• _Required actions_
(a) In the article on DEA enforcement and pain medication delays, what must physicians treating patients in long-term-care settings now do when ordering controlled substances?
(b) Continue the article below on DEA enforcement and pain medication delays, picking up after its final sentence.

• _Text excerpt_
--------------------------------
Pain Medication Delays Expected After DEA Enforcement Shift

Abstract

APA and other organizations concerned about the care of institutionalized, chronically ill patients fear that a move to enforce a previously unenforced DEA policy could cause patients to endure unnecessary pain or psychotic episodes.
APA and a congressional ally are urging the Obama administration to require the Drug Enforcement Administration (DEA) to adjust a new initiative that is negatively impacting the care of patients in long-term-care facilities.
The problems stem from a 2010 DEA initiative to enforce a requirement of the Controlled Substances Act that physicians treating patients in nursing homes, hospices, and other long-term-care settings provide a written prescription directly to a pharmacist when ordering controlled substances. The prescription requirement, which was previously unenforced, bars the earlier practice of many clinicians of verbally authorizing long-term-care facility staff members to administer needed medications and then faxing a written prescription to the pharmacy within 24 hours.
--------------------------------
• _Entries supplied_
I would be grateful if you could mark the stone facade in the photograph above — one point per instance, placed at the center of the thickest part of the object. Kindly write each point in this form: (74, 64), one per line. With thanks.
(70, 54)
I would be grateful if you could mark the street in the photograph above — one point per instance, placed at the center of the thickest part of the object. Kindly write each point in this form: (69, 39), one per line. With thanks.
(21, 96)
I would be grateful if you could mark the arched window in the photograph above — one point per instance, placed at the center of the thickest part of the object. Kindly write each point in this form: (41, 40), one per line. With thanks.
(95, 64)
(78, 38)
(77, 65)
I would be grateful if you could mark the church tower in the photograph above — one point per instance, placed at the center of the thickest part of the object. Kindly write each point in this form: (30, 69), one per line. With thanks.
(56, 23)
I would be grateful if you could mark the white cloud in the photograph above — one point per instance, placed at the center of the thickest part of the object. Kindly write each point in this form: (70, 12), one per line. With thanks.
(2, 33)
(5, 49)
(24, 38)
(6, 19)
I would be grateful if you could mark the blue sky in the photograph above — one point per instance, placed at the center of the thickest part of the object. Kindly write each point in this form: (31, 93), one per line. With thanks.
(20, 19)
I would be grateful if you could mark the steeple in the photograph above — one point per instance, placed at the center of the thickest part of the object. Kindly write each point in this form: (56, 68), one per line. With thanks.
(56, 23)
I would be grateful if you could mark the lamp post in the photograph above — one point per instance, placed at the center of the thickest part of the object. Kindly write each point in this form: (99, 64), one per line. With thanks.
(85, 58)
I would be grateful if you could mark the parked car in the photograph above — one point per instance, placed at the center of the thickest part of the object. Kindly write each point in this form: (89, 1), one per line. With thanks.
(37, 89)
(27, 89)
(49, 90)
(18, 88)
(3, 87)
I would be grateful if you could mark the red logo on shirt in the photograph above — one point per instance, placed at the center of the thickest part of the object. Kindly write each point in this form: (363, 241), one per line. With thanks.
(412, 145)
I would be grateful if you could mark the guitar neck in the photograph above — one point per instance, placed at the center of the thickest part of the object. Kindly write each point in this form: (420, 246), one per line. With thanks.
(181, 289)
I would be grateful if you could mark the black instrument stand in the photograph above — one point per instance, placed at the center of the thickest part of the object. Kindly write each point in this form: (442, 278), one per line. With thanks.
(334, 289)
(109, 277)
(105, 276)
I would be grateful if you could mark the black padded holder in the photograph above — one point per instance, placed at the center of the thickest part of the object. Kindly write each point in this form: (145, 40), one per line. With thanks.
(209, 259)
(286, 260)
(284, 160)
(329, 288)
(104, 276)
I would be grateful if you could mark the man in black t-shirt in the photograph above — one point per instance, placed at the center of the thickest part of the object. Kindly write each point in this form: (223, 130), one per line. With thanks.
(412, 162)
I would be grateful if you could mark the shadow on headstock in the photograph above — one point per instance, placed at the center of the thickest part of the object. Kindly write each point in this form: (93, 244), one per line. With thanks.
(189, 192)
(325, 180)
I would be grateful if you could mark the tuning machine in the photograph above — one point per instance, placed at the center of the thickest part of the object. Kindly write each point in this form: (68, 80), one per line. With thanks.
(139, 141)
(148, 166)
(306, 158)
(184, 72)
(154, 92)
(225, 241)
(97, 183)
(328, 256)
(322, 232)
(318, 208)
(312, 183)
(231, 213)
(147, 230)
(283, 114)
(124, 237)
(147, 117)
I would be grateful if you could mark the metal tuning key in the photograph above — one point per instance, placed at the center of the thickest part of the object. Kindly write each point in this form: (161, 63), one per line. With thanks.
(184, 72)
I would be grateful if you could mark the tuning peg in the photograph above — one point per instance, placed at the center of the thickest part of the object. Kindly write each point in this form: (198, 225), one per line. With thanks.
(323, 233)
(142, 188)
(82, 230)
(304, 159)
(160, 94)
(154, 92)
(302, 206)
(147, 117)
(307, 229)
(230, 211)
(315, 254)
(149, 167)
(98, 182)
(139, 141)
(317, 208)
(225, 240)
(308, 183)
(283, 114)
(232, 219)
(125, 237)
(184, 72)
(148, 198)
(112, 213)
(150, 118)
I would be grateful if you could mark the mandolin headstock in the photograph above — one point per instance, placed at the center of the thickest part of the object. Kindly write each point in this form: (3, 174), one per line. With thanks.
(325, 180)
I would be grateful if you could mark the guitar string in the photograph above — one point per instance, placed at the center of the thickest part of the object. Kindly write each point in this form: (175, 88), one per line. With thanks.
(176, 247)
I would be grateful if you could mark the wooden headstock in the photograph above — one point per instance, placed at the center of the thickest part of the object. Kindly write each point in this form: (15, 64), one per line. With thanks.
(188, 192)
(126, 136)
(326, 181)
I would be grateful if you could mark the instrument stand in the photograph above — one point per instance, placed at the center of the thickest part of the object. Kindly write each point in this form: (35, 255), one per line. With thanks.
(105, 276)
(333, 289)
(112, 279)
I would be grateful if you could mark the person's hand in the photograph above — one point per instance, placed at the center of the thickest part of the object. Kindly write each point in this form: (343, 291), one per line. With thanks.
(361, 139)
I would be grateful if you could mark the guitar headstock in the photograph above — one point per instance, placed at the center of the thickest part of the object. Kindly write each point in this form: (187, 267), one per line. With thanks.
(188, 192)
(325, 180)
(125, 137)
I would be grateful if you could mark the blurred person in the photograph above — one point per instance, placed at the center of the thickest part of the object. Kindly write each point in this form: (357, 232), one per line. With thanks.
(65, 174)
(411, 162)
--------------------------------
• _Per-task outputs_
(a) They must provide a written prescription directly to a pharmacist.

(b)
Enforcing a ban on temporary verbal authorizations has resulted in many patients' experiencing acute pain or psychotic episodes outside of pharmacies' operating hours and going without needed care, according to APA and others concerned with the treatment of chronically ill patients.
“This [enforcement initiative] is both frustrating to our members and a barrier to prompt, appropriate, and medically needed care,” wrote James H. Scully Jr., M.D., medical director of APA, in a letter to Sen. Herb Kohl (D-Wis.), who in turn raised APA's concerns with the Obama administration.
An additional problem caused by the enforcement initiative is that it may open clinicians to legal liabilities under laws requiring physicians to provide prompt care for patients in distress, according to Cheryl Phillips, M.D., president of the American Geriatrics Society.
“The fact is that physicians are very aware of the liability risks that accompany poor pain control,” said Phillips during congressional testimony on the issue in March 2010. “When they realize that there are such significant challenges to adequately manage pain in the nursing home, the easiest option for physicians is to merely opt out of nursing home practice.”
After requests last year by APA and other clinician advocates, the DEA made small changes to its policy, such as allowing nurses to physically transmit written prescriptions to a pharmacy. However, the DEA did not address the underlying obstacles it erected to prompt medical care, Scully wrote.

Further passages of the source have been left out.